*** Page text ***

Q: What are dietary supplements?

Dietary supplements, including plant-and animal-derived products, are not classified as or considered to be drugs, but that doesn’t mean they can’t act like them. To be classified as a dietary supplement, a product must be taken by mouth and contain a “dietary ingredient” – that is, a substance intended to be taken in addition to, not instead of, healthy foods. Overall, dietary supplements include vitamins, minerals, botanicals, amino acids and any part of those substances, such as extracts or concentrates.

Q: Why do I need to talk to my doctor about the supplements I take or want to take?

Plants produce chemicals just as people and animals do. Those chemicals, while from a source found in nature, can have effects on the body ranging from mild to potent, just like chemicals produced in a laboratory. Because supplements are, in fact, chemicals, they have the potential to interact with chemicals in manmade medications. That’s why you need to get the go-ahead from your doctor about supplements – not just once but each and every time you consider trying one.

Q: How are dietary supplements different from medication?

When you go to the pharmacy to pick up a prescription, you have three layers of protection between you and the product. The Food and Drug Administration (FDA) has reviewed and approved it, your doctor has considered your history and prescribed it, and your pharmacist alerts you to possible interactions with other medications you’re taking. Even with an over-the-counter medication, there’s the FDA layer of protection, and your pharmacist is accessible to answer questions. But with a dietary supplement, there are no protective layers between your hand and the product on the shelf.

*** End of Page text ***

### Check your understanding
- a) Decide whether each statement agrees with the dietary supplements Q&A, answering yes or no and quoting the deciding words: (i) A product must be taken by mouth to be classified as a dietary supplement. (ii) An over-the-counter medication has no layers of protection. (iii) Dietary supplements are classified as drugs.
- b) Print the portion of the dietary supplements Q&A between "Q: What are" and "extracts or concentrates.", inclusive.

*** Extracted material ***

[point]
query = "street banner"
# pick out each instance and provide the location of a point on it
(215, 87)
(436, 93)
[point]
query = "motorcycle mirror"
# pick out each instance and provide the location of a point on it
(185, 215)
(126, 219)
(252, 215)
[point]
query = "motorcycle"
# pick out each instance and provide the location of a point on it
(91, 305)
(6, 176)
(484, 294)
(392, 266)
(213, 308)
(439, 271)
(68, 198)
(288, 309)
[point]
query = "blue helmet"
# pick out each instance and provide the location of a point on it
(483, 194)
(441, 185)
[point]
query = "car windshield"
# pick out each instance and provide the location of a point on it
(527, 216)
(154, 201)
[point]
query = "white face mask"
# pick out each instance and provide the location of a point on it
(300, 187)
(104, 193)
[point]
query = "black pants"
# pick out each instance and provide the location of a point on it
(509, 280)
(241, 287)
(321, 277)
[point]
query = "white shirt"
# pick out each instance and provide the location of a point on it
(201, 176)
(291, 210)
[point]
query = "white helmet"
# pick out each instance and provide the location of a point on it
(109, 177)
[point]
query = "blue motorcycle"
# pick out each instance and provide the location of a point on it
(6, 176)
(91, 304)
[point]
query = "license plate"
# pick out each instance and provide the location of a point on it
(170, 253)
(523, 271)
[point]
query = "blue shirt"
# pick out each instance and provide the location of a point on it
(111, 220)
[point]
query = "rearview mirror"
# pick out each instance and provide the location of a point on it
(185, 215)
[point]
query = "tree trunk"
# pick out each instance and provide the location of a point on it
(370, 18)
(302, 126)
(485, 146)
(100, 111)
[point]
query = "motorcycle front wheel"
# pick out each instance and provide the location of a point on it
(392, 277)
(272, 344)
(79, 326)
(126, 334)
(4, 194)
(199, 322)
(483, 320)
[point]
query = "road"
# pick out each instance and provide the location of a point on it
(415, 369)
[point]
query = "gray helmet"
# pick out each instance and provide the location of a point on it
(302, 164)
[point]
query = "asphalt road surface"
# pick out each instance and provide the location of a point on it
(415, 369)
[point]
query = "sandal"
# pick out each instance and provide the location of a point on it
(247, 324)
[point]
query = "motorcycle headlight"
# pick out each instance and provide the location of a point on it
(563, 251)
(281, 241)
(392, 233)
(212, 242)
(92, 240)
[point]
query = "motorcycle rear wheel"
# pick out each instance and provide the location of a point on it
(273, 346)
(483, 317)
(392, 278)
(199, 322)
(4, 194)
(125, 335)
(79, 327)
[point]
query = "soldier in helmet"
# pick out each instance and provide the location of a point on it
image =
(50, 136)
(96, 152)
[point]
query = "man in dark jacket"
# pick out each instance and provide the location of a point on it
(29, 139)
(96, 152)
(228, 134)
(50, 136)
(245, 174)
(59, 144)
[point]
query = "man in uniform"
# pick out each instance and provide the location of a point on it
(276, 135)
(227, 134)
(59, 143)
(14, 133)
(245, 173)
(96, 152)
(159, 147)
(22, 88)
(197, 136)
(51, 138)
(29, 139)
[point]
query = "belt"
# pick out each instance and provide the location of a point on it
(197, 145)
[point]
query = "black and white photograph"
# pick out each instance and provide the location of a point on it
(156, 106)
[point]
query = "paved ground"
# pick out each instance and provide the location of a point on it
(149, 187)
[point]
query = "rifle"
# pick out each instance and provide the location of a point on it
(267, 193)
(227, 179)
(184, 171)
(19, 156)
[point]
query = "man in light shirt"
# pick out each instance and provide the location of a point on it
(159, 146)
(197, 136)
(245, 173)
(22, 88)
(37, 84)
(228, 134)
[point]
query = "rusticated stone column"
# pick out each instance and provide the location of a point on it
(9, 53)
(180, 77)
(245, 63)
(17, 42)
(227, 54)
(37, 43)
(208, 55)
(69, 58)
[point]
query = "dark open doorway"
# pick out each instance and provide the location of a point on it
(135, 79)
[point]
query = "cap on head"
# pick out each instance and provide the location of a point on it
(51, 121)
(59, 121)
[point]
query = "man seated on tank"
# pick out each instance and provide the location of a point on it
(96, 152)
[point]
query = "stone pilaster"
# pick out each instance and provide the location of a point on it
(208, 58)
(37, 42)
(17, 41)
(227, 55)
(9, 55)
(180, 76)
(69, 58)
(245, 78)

*** End of Extracted material ***

### Answers
- a)
(i) Yes: "To be classified as a dietary supplement, a product must be taken by mouth and contain a “dietary ingredient”"
(ii) No: "Even with an over-the-counter medication, there’s the FDA layer of protection, and your pharmacist is accessible to answer questions."
(iii) No: "Dietary supplements, including plant-and animal-derived products, are not classified as or considered to be drugs"

- b)
Q: What are dietary supplements?

Dietary supplements, including plant-and animal-derived products, are not classified as or considered to be drugs, but that doesn’t mean they can’t act like them. To be classified as a dietary supplement, a product must be taken by mouth and contain a “dietary ingredient” – that is, a substance intended to be taken in addition to, not instead of, healthy foods. Overall, dietary supplements include vitamins, minerals, botanicals, amino acids and any part of those substances, such as extracts or concentrates.